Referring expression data
================

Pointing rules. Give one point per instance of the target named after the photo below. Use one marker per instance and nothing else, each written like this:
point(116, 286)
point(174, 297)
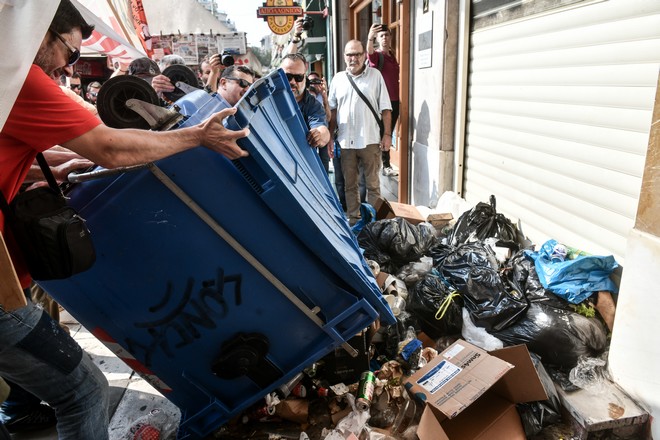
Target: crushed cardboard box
point(470, 394)
point(441, 220)
point(386, 209)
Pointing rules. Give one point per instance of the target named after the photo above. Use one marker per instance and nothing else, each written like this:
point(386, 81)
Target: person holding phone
point(381, 56)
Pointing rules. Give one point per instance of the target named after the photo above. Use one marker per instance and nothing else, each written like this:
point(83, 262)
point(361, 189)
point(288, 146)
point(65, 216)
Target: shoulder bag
point(51, 236)
point(366, 101)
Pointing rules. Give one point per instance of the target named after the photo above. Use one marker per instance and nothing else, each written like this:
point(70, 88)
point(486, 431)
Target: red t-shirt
point(42, 116)
point(389, 70)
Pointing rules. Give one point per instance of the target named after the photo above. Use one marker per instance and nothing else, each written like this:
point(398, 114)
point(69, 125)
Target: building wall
point(433, 100)
point(635, 351)
point(559, 107)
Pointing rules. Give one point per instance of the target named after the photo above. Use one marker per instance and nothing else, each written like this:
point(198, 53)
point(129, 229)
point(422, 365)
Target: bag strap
point(50, 178)
point(381, 61)
point(366, 101)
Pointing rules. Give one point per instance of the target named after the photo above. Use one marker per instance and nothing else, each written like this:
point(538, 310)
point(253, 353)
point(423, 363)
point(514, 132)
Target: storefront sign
point(280, 15)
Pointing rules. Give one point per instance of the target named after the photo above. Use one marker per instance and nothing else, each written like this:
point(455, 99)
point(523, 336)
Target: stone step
point(605, 413)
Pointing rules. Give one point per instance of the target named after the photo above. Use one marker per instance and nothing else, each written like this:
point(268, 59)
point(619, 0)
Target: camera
point(227, 59)
point(308, 23)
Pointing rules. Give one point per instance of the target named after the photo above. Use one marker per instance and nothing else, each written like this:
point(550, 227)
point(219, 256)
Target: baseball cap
point(143, 67)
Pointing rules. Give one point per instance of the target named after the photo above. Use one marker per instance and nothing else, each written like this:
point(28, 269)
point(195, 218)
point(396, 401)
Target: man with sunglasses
point(294, 66)
point(234, 82)
point(93, 92)
point(36, 353)
point(75, 83)
point(358, 131)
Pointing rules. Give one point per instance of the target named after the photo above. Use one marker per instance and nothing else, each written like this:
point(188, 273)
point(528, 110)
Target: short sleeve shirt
point(42, 116)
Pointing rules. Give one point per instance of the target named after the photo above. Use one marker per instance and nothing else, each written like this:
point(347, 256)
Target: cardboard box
point(439, 221)
point(470, 394)
point(386, 209)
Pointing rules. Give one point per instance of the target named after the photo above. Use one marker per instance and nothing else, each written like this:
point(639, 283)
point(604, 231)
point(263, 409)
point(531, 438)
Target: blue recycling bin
point(219, 280)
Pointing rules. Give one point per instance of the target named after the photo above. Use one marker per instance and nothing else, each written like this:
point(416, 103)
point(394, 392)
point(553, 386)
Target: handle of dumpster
point(103, 172)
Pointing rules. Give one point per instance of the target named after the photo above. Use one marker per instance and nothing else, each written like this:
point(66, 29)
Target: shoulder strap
point(4, 205)
point(381, 61)
point(364, 98)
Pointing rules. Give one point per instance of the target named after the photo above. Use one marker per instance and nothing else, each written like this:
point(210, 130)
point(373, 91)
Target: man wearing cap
point(36, 353)
point(93, 92)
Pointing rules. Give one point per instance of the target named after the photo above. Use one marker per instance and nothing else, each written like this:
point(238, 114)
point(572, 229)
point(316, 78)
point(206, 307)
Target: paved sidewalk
point(131, 397)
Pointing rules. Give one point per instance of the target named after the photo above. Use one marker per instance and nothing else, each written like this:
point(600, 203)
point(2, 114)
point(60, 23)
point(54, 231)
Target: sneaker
point(41, 417)
point(389, 171)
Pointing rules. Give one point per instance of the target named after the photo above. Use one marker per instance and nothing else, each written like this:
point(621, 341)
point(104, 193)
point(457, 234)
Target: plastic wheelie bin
point(219, 280)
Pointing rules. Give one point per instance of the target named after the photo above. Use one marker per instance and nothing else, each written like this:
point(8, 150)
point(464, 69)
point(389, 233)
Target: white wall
point(426, 109)
point(635, 348)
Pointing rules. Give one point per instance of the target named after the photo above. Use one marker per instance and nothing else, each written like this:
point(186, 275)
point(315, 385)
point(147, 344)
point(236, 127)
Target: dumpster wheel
point(111, 101)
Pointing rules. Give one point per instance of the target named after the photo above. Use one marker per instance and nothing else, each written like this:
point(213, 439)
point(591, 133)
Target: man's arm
point(61, 162)
point(297, 36)
point(373, 31)
point(112, 148)
point(386, 141)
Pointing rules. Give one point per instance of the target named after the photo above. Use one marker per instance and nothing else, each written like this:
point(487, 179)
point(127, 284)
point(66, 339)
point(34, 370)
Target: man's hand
point(319, 136)
point(62, 171)
point(217, 138)
point(373, 31)
point(161, 83)
point(215, 61)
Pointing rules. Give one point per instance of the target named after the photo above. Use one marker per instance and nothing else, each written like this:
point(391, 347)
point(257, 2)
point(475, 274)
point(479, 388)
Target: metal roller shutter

================

* Exercise requirements:
Whenever a picture appears, leave it out, and return every record exactly.

* Result:
Pointing rules. Give one point per instance of the target named after the photo below. Use one marker per instance and nothing else, each written like this:
point(116, 286)
point(174, 297)
Target: crushed cardboard box
point(470, 394)
point(441, 220)
point(386, 209)
Pointing rules. Give one point per instance of the target named after the photo above. Use one marker per instance and nothing else, each written like this:
point(386, 81)
Target: person holding phone
point(381, 56)
Pointing rules. Give one point per instance of the target named after the photo above. Use one marker per instance and nothing else, each written like this:
point(83, 262)
point(361, 189)
point(288, 146)
point(65, 216)
Target: shoulder bag
point(51, 236)
point(366, 101)
Pointing rules. Give one point per instance of the target named after the photo above. Use one marker per instance and nothing else, each written like this:
point(70, 88)
point(486, 431)
Target: red t-shirt
point(42, 116)
point(389, 70)
Pointing rules. Give one point per instance of the target named after the photo above. Use one marker per instance and nothing else, each written like this:
point(398, 114)
point(69, 125)
Target: building wall
point(433, 100)
point(635, 351)
point(559, 107)
Pointing rules. Give one point per instance of the target named after the photo above. Use one marker per instance and nothing else, each written like this:
point(198, 53)
point(129, 229)
point(422, 365)
Target: bag strap
point(50, 178)
point(381, 61)
point(366, 101)
Pointing rules. Give one point per instance of the target named after the photo above. Use one marker per instance and nothing else, each written like this:
point(538, 310)
point(253, 353)
point(423, 363)
point(514, 132)
Target: storefront sign
point(280, 15)
Pointing rules. Give one point per instance of the target named after the photo above. Use one marker per instance and nothing else, each written like this:
point(455, 99)
point(523, 336)
Target: stone step
point(605, 413)
Pointing rules. Give one point per instance of the target named after the photo above. Use one marker per instance and nothing else, each written like this:
point(268, 59)
point(619, 0)
Target: camera
point(227, 59)
point(308, 23)
Pointing rules. Give one point per instance of the target named after the photo above. Use one marker per instance and nothing else, each written like this:
point(550, 227)
point(219, 256)
Target: baseball cap
point(143, 67)
Pointing rules. Give one point per instance of the target named after the photo above. Use one marker per instance and nothing else, each written like this:
point(28, 269)
point(195, 218)
point(396, 401)
Target: man with sunglasses
point(294, 66)
point(234, 82)
point(93, 92)
point(36, 353)
point(75, 83)
point(358, 131)
Pointing rules. Give one point per instance of the target named after the photo above. Use one marker per instance and nothing else, each written like this:
point(188, 273)
point(528, 110)
Target: short sleeve shirt
point(42, 116)
Pointing rules. Give one point per instance of the target named after the photo above. Use one marker per instance and nothing else, each written like this:
point(347, 256)
Target: cardboard box
point(439, 221)
point(470, 394)
point(386, 209)
Pointing rules. Give one point per instance of the target named after the photo above. Use one marker per instance and nothing else, each written like this:
point(639, 283)
point(604, 231)
point(263, 409)
point(531, 438)
Target: blue recycling bin
point(219, 280)
Pointing rules. Give one point per instance of the target named after the photo above. Use one marker per instance and nothing else, each written like this:
point(416, 103)
point(394, 392)
point(553, 386)
Target: handle of dumpster
point(103, 172)
Pointing rules. Give one point per instance of the target named after the photo above. Use one marker per instance and nothing else, each written like this:
point(66, 29)
Target: shoulder strap
point(4, 205)
point(381, 61)
point(364, 98)
Pointing rules. Give one point per instance of the target named after the photo above. Use one marker per instance and nothing else, each written like this:
point(210, 130)
point(373, 91)
Target: man wearing cap
point(36, 353)
point(93, 92)
Pointing rules. Give one point per instance of the target named after the photo above. Use one marker per instance and nothing else, each written like this:
point(238, 114)
point(572, 229)
point(316, 78)
point(206, 307)
Target: paved sidewalk
point(131, 397)
Pointing rules. Give one point per instance of the target named after the photo above. Use one marker per instance and nothing else, each written like this:
point(600, 203)
point(2, 114)
point(60, 23)
point(54, 231)
Target: sneaker
point(41, 417)
point(389, 171)
Pointing rules. Give one point per instance of the target named after the photo above. Use one marker per instance and nothing else, each written like this:
point(621, 341)
point(104, 193)
point(457, 234)
Target: plastic wheelie bin
point(219, 280)
Pointing rules. Give one point per instance of the target named after the photo above. Use one marker per instance and nothing else, each written like this:
point(8, 150)
point(464, 69)
point(389, 233)
Target: white wall
point(426, 109)
point(635, 348)
Pointing rules. Give one point per instance of the target named after the photo above. Use one marker per instance and nothing else, each written like this:
point(186, 275)
point(315, 385)
point(147, 344)
point(236, 127)
Target: dumpster wheel
point(111, 101)
Pointing rules. Give one point per instance of the target named after the photo above. Use one marker per instance and nothing else, each written like this:
point(213, 439)
point(591, 133)
Target: man's arm
point(61, 162)
point(297, 36)
point(373, 31)
point(112, 148)
point(386, 141)
Pointing rules. Give one point per instance of the target named after the photo above. Use one marker per instance and nothing else, each written like this:
point(487, 179)
point(127, 284)
point(66, 339)
point(34, 370)
Target: man's hand
point(319, 136)
point(62, 171)
point(217, 138)
point(373, 31)
point(161, 83)
point(215, 61)
Pointing rules. Give one point per instance of the target named after the photo above. Use one marker per instance and nothing else, each written like this:
point(391, 347)
point(257, 2)
point(475, 274)
point(479, 388)
Target: metal roller shutter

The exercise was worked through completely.